Exercise material
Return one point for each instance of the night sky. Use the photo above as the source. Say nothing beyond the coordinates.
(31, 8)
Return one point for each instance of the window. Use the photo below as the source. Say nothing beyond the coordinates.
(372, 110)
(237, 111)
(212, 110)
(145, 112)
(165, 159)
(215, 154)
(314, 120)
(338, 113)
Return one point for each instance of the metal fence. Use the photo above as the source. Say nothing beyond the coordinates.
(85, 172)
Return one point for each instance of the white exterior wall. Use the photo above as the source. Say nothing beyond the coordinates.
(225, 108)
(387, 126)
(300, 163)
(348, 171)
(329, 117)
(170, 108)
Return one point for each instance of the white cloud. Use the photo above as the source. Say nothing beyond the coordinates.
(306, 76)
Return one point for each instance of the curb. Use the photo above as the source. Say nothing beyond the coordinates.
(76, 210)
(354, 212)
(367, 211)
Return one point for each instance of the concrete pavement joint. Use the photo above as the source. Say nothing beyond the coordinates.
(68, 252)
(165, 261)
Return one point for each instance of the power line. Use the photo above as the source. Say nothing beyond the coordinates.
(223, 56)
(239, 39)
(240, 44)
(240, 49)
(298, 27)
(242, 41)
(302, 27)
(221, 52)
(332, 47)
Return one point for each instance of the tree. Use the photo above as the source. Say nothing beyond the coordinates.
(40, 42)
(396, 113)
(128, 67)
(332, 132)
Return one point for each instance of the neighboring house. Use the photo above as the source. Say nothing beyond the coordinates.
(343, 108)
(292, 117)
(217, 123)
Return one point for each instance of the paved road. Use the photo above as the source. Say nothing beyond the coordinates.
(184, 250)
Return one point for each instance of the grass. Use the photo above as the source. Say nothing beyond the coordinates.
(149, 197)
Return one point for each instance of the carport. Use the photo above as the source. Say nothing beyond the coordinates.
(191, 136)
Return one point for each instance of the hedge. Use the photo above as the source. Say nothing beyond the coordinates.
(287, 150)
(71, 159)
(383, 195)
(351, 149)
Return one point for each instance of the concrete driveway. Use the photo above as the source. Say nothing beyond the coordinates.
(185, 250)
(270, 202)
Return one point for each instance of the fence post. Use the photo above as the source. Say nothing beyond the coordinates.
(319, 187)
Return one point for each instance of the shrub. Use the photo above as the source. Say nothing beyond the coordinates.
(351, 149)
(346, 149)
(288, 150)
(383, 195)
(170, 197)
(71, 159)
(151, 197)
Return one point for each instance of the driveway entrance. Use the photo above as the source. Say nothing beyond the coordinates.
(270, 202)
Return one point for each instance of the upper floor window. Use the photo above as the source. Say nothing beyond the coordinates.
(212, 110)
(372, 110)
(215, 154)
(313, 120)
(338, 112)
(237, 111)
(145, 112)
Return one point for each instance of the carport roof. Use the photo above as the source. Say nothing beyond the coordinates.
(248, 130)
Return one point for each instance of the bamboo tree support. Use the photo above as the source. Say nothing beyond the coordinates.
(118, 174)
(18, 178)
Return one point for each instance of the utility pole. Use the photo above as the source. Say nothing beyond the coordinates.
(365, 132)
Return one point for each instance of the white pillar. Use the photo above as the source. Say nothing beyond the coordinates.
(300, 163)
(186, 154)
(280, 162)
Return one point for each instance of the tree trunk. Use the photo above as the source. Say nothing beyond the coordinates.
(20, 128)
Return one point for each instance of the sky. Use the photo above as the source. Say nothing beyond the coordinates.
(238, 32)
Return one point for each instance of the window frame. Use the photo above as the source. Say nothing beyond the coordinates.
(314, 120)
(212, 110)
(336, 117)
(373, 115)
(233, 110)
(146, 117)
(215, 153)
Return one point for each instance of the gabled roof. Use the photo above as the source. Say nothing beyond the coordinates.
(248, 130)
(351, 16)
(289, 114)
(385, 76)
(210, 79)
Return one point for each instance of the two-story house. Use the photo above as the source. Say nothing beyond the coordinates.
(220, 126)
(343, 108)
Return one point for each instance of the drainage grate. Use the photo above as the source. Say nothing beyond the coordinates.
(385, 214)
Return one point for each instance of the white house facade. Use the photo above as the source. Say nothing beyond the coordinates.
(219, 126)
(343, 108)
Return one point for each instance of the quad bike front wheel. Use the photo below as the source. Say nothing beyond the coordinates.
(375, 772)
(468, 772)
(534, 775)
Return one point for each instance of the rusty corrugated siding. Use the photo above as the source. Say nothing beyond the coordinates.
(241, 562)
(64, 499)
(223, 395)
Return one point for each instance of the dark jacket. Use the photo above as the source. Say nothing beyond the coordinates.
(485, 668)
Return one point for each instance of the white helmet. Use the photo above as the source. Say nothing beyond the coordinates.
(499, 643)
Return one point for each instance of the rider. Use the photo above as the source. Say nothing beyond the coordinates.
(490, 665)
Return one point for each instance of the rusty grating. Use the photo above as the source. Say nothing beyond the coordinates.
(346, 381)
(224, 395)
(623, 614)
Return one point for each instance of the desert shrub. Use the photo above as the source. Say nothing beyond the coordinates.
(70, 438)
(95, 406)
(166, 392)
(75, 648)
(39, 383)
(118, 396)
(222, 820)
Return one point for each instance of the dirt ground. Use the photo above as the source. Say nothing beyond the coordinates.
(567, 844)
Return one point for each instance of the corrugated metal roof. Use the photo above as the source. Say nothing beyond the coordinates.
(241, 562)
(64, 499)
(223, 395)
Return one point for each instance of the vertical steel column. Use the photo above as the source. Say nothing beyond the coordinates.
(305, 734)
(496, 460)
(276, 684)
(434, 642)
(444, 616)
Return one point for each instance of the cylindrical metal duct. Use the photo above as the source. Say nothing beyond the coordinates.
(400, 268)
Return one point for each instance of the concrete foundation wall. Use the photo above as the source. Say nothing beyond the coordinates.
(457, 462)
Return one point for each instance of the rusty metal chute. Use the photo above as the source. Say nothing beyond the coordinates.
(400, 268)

Objective
Copy out every line of the records above word for word, keeping their original order.

Response to the exercise
Return one point for each instance of the night sky. Use the photo above as the source. Say nothing beyond the coordinates.
(31, 8)
Return one point for each instance of the window. Use the photo below as the source. Say nothing beyond the coordinates.
(372, 110)
(237, 111)
(212, 110)
(145, 112)
(165, 159)
(215, 154)
(314, 120)
(338, 113)
Return one point for each instance of the metal fence. Use the photo above as the source. Say nothing beyond the coordinates.
(85, 172)
Return one point for each instance of the white exterior wall. Use the photo above as the source. Say nothing beyond the coordinates.
(225, 108)
(387, 126)
(300, 163)
(348, 171)
(329, 117)
(170, 108)
Return one point for each instance of the white cloud. Use the photo above as the source. Say nothing beyond the coordinates.
(306, 76)
Return one point for each instance of the curb. Use the photo above as the source. Say nothing beyond the coordinates.
(76, 210)
(354, 212)
(367, 211)
Return one point for each instance of the concrete pavement joint. Use the photo above as the source. Say nothing beyond the coordinates.
(68, 252)
(165, 261)
Return one point for each instance of the power line. Use the photo above as the source. Say nothing beyond the coordinates.
(223, 56)
(239, 39)
(240, 44)
(240, 49)
(298, 27)
(242, 41)
(302, 27)
(221, 52)
(332, 47)
Return one point for each instance of the tree. Use the photo above as the source. Say nothing beyond the coordinates.
(40, 42)
(396, 113)
(128, 67)
(332, 132)
Return one point for each instance of the neighboring house. Use the photo above as the source. Say nothing beyond the coordinates.
(343, 108)
(292, 117)
(217, 123)
Return one point for each instance of the paved road. Use the photo above as the source. Say nothing beyond the coordinates.
(184, 250)
Return one point for each instance of the grass. Use the photo above as the source. Say nothing beyond the coordinates.
(149, 197)
Return one point for each instance of the carport. Use the photo above as the source. Say nothing beyond the coordinates.
(191, 136)
Return one point for each instance of the hedge. Use the photo above as the source. Say nothing beyond the coordinates.
(287, 150)
(71, 159)
(383, 195)
(351, 149)
Return one point for each instance of the concrete driveway. Use the photo above as the source. Say nothing beyond the coordinates.
(185, 250)
(270, 202)
Return one point for each instance of the fence post. Use the photo above as the source. Say nothing beyond the coordinates.
(319, 187)
Return one point for each instance of the shrub. Use the photo above as the source. Say nothing beyond the coordinates.
(351, 149)
(346, 149)
(288, 150)
(383, 195)
(170, 197)
(71, 159)
(151, 197)
Return one point for each instance of the driveway entrance. Use the photo above as the source. Say nothing beyond the coordinates.
(270, 202)
Return one point for each instance of the upper floor window. Use the photo above as the source. Say nothing beyond the coordinates.
(212, 110)
(372, 110)
(215, 154)
(313, 120)
(338, 112)
(237, 111)
(145, 112)
Return one point for each instance of the carport roof. Use the photo above as the source. Say nothing beyond the coordinates.
(248, 130)
Return one point for each instance of the bamboo tree support. Use the photo above as the source. Say nothing beyond the coordinates.
(118, 174)
(18, 178)
Return one point for each instance of the utility pole. Use the photo above as the source. Say nothing beyond the coordinates.
(365, 132)
Return one point for each instance of the white pillar. Use the photo above as the source. Say nothing beyond the coordinates.
(300, 163)
(186, 154)
(280, 162)
Return one point for each instance of the tree trunk. Use the photo above as the source. Say nothing beyond the coordinates.
(20, 128)
Return one point for each instance of the sky. Use the photo above as the source. Say nothing beyond the coordinates.
(238, 32)
Return one point for each instance of the window frame. Use the photo above as the source. Say nothing beyond the coordinates.
(314, 120)
(212, 110)
(336, 117)
(373, 115)
(233, 110)
(146, 117)
(215, 153)
Return one point for each instance of the gabled roof. Use the photo above as the source. Say nothing beyond the coordinates.
(248, 130)
(351, 16)
(289, 114)
(385, 76)
(210, 79)
Return one point for each instance of the two-story house. Use the photo above as the source. Say nothing beyond the coordinates.
(220, 126)
(343, 108)
Return one point for each instance of the drainage grate. Use the photo above as the source. Say nothing beyond the coordinates.
(385, 214)
Return one point for each instance of the white house facade. Use the photo above as the source. Say nothing beyond the coordinates.
(219, 126)
(343, 108)
Return one point for each instance of the quad bike front wheel. Use the photo below as the source. Say nothing beyond the coordinates.
(375, 772)
(468, 772)
(534, 775)
Return one point for each instance of the rusty corrugated siding. Use the photo above as the source. Say nothing beyond the coordinates.
(241, 562)
(64, 499)
(223, 395)
Return one point for each instance of the dark jacket. Use the photo above as the source. Say nothing beyond the coordinates.
(485, 668)
Return one point for each instance of the white helmet. Use the photo above as the source. Say nothing beyond the coordinates.
(499, 643)
Return one point for each instance of the rider. Use the photo above as the source. Say nothing beyond the coordinates.
(490, 665)
Return one point for each instance of the rusty grating. Use the photo above as the source. Say nothing beyond the coordinates.
(346, 381)
(224, 395)
(623, 614)
Return one point for each instance of the desert shrub. Use the photo above as the source. Say nothing beyond the coordinates.
(70, 438)
(95, 406)
(166, 392)
(75, 648)
(39, 383)
(118, 396)
(222, 820)
Return one point for each instance of the dirt ground. Use the photo above as the source. Say nothing beyond the coordinates.
(567, 844)
Return one point for each instance of the corrugated metal roof. Use the photo above as the source. Say nothing beyond the coordinates.
(241, 562)
(64, 499)
(223, 395)
Return one point for each instance of the vertical steel column. Use the photo above as the source. Say nothing beyond the coordinates.
(305, 734)
(496, 460)
(276, 684)
(434, 642)
(444, 616)
Return one point for each instance of the cylindrical metal duct. Use the photo above as the source. Say nothing beyond the coordinates.
(400, 268)
Return one point for each instance of the concrete foundation wall. Use the photo above as the source. Say nothing beyond the coordinates.
(457, 462)
Return one point for each instance of the rusty metal chute. Use the photo above as the source. Say nothing beyond the coordinates.
(400, 268)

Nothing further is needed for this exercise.